▶ _SET TASK A_
Answer these questions from the text on the Andersonville prison lithograph below:
(i) What are the lithograph's measurements in inches?
(ii) In which room and museum does the lithograph hang?
(iii) Who wrote the quoted excerpt, and in what year?
▶ _SET TASK B_
Count the lines in the records below that contain the string "glass", and reply with only that number.

▶ _TEXT EXCERPT_
——————————
“Hell Upon Earth”: The Andersonville Prison Lithograph

“The scene of indescribable confusion among the prisoners presents them in every imaginable position, standing, walking, running, arguing, gambling, going to or coming from the Branch with cups, dippers, canteens, or rude pails with water, lying down, dying, praying, giving water or food to the sick, crawling on hands and knees, or hunkers, making fires and cooking rations, splitting pieces of wood almost as fine as matches, the sick being assisted by friends, others “skirmishing for graybacks”, washing clothes and bodies in the Branch, trading in dead bodies, fighting, snaring, shouting …”.  Excerpt from History of O’Dea’s Famous Picture of Andersonville Prison by Thomas O’Dea, 1887

The Andersonville lithograph, which measures 40 x 60 inches

In the Memorial Hall of the Fifth Maine Museum hangs an oversized lithograph that can be overwhelming to take in all at once. Hundreds of tiny figures fill the three and a half by five foot print. As your eyes adjust to the scene, details emerge and your heart sinks, because what is depicted can truthfully be described as a vision of hell on earth.
——————————
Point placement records
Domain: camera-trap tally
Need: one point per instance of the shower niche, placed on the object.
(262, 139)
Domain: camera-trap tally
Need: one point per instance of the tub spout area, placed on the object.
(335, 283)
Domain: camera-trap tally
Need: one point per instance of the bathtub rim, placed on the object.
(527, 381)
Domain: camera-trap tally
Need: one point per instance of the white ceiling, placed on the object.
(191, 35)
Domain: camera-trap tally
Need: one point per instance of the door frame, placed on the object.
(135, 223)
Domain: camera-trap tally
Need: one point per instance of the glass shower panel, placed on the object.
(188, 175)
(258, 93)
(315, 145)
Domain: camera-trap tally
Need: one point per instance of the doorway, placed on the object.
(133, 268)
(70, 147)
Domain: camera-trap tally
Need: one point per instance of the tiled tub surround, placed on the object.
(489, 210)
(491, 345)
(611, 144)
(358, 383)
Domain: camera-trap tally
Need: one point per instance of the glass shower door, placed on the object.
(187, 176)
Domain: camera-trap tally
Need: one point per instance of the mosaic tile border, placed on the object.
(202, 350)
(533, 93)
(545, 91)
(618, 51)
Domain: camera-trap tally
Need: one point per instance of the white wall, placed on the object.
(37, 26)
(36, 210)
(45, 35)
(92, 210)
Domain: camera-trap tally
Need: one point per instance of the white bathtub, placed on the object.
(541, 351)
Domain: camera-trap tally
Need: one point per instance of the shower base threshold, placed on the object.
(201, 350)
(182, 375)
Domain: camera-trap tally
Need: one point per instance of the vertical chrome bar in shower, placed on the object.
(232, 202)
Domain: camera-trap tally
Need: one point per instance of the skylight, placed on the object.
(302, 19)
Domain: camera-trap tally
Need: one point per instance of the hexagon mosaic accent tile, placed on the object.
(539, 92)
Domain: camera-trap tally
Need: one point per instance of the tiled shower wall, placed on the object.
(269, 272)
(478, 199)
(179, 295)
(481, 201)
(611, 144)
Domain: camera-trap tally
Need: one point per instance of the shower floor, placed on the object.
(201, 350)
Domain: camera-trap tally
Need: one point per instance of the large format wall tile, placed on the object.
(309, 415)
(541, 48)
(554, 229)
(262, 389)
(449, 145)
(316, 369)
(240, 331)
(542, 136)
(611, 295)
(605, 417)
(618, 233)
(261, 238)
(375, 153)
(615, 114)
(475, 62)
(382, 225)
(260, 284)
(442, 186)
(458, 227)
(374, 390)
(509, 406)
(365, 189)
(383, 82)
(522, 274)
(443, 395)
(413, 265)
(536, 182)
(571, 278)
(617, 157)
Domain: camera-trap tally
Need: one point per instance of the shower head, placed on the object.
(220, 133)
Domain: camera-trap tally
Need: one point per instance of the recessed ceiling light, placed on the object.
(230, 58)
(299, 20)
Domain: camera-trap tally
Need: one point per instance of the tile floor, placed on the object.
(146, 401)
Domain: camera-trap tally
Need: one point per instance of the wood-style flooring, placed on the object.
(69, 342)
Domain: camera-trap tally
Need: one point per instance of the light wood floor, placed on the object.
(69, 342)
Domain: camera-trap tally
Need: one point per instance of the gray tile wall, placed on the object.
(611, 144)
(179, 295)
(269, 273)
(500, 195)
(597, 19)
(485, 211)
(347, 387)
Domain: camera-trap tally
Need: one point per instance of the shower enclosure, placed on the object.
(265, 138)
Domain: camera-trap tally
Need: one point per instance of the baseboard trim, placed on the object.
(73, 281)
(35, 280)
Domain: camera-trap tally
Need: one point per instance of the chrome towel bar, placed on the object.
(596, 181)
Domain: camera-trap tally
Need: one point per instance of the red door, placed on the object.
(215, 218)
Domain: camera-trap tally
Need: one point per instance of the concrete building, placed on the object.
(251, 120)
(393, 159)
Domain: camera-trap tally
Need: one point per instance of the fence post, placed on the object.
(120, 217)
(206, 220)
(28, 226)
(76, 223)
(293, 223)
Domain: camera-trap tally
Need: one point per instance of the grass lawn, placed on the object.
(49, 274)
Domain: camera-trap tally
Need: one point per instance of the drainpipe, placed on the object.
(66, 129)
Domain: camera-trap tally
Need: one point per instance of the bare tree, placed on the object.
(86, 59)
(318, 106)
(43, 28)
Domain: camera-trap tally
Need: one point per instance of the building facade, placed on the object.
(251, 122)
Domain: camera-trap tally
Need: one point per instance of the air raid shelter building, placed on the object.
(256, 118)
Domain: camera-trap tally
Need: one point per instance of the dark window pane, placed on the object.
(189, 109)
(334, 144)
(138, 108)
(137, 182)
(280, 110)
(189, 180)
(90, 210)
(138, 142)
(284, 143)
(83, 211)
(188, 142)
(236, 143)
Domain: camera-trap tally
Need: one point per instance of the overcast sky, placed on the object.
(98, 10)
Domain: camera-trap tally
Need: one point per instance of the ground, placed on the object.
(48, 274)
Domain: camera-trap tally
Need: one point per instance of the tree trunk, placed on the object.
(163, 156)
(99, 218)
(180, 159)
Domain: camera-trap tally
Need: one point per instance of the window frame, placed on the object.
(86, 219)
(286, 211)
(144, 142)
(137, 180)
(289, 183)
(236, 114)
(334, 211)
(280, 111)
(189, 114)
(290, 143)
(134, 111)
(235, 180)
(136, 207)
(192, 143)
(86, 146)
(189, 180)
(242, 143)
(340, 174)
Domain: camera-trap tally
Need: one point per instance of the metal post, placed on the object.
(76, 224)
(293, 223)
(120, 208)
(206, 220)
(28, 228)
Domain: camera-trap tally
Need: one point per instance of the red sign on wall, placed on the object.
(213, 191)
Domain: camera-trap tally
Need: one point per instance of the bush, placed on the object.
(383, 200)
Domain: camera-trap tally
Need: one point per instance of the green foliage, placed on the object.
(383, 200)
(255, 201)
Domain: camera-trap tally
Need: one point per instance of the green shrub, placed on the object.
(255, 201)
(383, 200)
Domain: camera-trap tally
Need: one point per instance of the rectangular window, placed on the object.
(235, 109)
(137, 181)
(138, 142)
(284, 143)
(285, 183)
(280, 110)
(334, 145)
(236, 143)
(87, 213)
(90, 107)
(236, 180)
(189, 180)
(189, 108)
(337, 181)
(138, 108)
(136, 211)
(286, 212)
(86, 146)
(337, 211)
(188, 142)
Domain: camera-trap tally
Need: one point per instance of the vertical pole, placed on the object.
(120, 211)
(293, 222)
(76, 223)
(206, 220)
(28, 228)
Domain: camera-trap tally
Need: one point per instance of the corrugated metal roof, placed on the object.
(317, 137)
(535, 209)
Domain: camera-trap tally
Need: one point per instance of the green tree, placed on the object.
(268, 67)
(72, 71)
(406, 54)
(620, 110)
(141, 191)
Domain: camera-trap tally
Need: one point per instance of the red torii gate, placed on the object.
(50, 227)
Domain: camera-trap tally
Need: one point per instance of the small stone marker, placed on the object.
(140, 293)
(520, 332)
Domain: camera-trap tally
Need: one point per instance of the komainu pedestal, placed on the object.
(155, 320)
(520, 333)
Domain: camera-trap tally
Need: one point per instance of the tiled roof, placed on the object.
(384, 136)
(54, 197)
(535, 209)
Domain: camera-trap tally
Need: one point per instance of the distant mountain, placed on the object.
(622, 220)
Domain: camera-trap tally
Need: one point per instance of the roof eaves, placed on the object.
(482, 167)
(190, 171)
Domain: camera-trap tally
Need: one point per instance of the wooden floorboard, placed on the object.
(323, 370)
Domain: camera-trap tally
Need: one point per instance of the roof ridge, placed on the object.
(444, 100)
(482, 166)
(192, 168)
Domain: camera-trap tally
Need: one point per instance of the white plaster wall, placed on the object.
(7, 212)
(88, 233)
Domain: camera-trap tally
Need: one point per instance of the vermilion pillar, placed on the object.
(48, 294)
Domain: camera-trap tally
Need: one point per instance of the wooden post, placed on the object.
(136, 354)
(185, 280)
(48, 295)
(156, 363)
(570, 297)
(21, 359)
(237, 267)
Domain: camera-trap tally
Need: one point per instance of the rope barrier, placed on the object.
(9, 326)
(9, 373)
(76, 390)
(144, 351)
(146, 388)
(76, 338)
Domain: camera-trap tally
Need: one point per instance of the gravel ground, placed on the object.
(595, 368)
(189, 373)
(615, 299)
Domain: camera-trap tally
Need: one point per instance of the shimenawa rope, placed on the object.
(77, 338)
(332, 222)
——————————
▶ _WRITTEN RESPONSE A_
(i) 40 x 60 inches
(ii) The Memorial Hall of the Fifth Maine Museum
(iii) Thomas O'Dea, 1887

▶ _WRITTEN RESPONSE B_
2